→ TASK DETAILS: Could you rewrite all of the material below with "Reviewer check" renamed to "Annotator check" wherever it occurs, leaving every other line and word unchanged?

→ DATA EXTRACT:
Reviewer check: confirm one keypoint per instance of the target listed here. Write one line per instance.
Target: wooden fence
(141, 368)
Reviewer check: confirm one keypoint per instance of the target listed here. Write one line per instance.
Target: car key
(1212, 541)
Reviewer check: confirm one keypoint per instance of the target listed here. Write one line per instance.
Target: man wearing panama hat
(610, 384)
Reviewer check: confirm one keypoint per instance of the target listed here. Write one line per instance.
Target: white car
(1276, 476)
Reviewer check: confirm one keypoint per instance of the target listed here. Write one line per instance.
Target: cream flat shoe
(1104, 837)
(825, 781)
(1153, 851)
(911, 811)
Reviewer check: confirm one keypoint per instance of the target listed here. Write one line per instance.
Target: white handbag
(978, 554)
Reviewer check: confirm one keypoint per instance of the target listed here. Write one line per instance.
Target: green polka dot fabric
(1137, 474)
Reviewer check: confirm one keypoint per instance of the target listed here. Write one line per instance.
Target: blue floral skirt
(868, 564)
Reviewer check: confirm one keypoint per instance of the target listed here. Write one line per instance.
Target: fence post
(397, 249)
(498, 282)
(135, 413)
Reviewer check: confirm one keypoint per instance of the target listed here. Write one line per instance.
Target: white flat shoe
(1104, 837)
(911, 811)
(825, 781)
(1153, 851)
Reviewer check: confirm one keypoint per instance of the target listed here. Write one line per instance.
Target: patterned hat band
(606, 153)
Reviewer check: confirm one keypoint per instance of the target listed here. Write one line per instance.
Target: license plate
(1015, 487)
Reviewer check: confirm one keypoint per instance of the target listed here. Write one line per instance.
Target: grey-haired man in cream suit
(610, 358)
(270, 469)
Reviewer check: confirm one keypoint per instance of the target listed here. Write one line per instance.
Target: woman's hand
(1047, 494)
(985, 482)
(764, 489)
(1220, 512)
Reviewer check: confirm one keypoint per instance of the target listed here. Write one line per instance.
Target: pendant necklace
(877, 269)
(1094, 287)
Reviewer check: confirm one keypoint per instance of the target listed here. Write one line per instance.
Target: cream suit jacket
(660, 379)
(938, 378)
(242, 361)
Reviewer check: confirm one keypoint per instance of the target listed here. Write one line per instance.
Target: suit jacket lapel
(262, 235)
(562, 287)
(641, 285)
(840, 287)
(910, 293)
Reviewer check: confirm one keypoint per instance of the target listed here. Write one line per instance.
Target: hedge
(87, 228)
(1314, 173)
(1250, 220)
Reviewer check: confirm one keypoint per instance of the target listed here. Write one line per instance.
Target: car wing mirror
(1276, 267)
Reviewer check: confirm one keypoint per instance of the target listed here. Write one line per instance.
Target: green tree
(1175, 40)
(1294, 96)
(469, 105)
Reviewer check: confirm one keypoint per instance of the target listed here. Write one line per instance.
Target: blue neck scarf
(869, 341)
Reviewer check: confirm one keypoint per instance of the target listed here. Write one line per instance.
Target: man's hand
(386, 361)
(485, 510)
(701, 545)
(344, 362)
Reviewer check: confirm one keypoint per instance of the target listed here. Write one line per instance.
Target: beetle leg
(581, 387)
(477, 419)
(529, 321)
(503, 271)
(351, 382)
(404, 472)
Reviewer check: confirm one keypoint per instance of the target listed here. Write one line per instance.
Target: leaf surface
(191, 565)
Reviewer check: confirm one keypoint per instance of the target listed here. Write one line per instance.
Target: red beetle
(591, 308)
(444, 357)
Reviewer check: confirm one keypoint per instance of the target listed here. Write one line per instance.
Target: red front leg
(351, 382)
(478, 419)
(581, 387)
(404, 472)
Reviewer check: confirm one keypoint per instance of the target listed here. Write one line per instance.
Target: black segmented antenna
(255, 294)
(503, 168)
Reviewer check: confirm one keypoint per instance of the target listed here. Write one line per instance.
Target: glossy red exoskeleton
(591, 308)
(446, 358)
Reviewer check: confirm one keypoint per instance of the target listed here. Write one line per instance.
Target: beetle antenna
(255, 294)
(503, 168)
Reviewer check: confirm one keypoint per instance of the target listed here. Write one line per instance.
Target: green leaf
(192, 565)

→ RESULT FOR THIS EXERCISE:
Annotator check: confirm one keypoint per instance of the target listed here. Write one line per instance.
Target: wooden fence
(141, 368)
Annotator check: confirm one keypoint per instance of the target listed here. Write one line per instance.
Target: car key
(1212, 541)
Annotator check: confirm one keypoint per instance of the target listed here. Write one line per instance.
Target: man wearing panama hat
(610, 384)
Annotator check: confirm one keypoint per instance of the target listed here. Write one line per instance.
Target: white car
(1276, 476)
Annotator check: confirm one keypoint per instance of the target listed here. Write one line per instance.
Target: cream flat shoe
(1104, 837)
(825, 781)
(1153, 851)
(911, 811)
Annotator check: confirm one keypoint per instance of the target listed here. Write one line per instance.
Target: white handbag
(978, 554)
Annotator check: confirm one keypoint per instance of the target listed here. Write one line per instance.
Target: green polka dot fabric
(1137, 474)
Annotator check: confirm one keypoint per instance of the target listed here. Write one line per instance.
Target: blue floral skirt
(868, 564)
Annotator check: confirm one keypoint per instance of the target listed here. Write one line per instance.
Target: fence post
(397, 249)
(498, 282)
(135, 413)
Annotator check: confirm one keypoint per instance of the target listed here. Write one line per instance.
Target: white flat shoe
(1104, 837)
(911, 811)
(825, 781)
(1153, 851)
Annotator check: confirm one keypoint per instance of the target listed here. Write one line per instance.
Target: patterned hat band
(606, 153)
Annotator check: confirm one keypoint per instance of the target listed here. Write one line per instance.
Target: license plate
(1015, 487)
Annotator check: confirm one keypoint per instance of the target listed here. Write one line per instance.
Target: grey-haired man in cream suit
(610, 358)
(270, 469)
Annotator check: confirm one keypoint per instance of the target listed here. Write one line per instance.
Target: woman's hand
(1047, 494)
(985, 482)
(764, 489)
(1220, 512)
Annotator check: confirm one keypoint per instance of the target listed here. Write one line per instance.
Target: pendant necklace
(877, 269)
(1094, 287)
Annotator check: confirm one keypoint per instance of the target listed here. Write one line per instance.
Target: cream suit jacket
(660, 379)
(938, 378)
(242, 361)
Annotator check: confirm one keypoint per instance of the target listed here. Write one line per instance.
Target: suit jacket lapel
(262, 235)
(562, 287)
(641, 285)
(840, 287)
(910, 293)
Annotator check: confirm one keypoint per instance of the target listed here. Write one line per instance.
Target: hedge
(87, 228)
(1314, 173)
(1250, 220)
Annotator check: confirm one keypoint per instance of the target listed here. Write one line per instance.
Target: car wing mirror
(1276, 267)
Annotator check: confirm one keypoint per instance of the target listed here. Write one line per instance.
Target: green tree
(1175, 40)
(1294, 96)
(469, 105)
Annotator check: confirm one keypoint per instance of the target listed here. Write one line per instance.
Target: blue neck scarf
(869, 341)
Annotator check: confirm one keypoint per instance of the target listed here. Write one line per instance.
Target: man's hand
(386, 361)
(485, 510)
(701, 545)
(344, 362)
Annotator check: confirm one keypoint per instance of the target listed here. Write one line per instance.
Target: beetle leg
(581, 387)
(477, 419)
(529, 321)
(503, 271)
(351, 382)
(404, 472)
Annotator check: confirm one keypoint per instance of the target listed here. Write one line per instance.
Target: leaf surface
(191, 565)
Annotator check: confirm one keypoint per instance of the target listed here. Write one line per instance.
Target: red beetle
(591, 308)
(444, 357)
Annotator check: confirm one keypoint per instance of the target listed here. Write one line per instance.
Target: red front leg
(351, 382)
(478, 419)
(581, 387)
(404, 472)
Annotator check: confirm one keypoint per instance of the target listed here. Write one line per instance.
Target: black segmented antenna
(255, 294)
(503, 168)
Annotator check: confirm one keypoint per instance of the target listed here. Write one line per instance.
Target: glossy red exoskeleton
(591, 308)
(446, 358)
Annotator check: confirm one keypoint per instance of the target listed here. Write one line per instance.
Target: beetle antenna
(255, 294)
(503, 168)
Annotator check: confirm one keypoint per instance of the target listed here. Write one line per instance.
Target: green leaf
(192, 565)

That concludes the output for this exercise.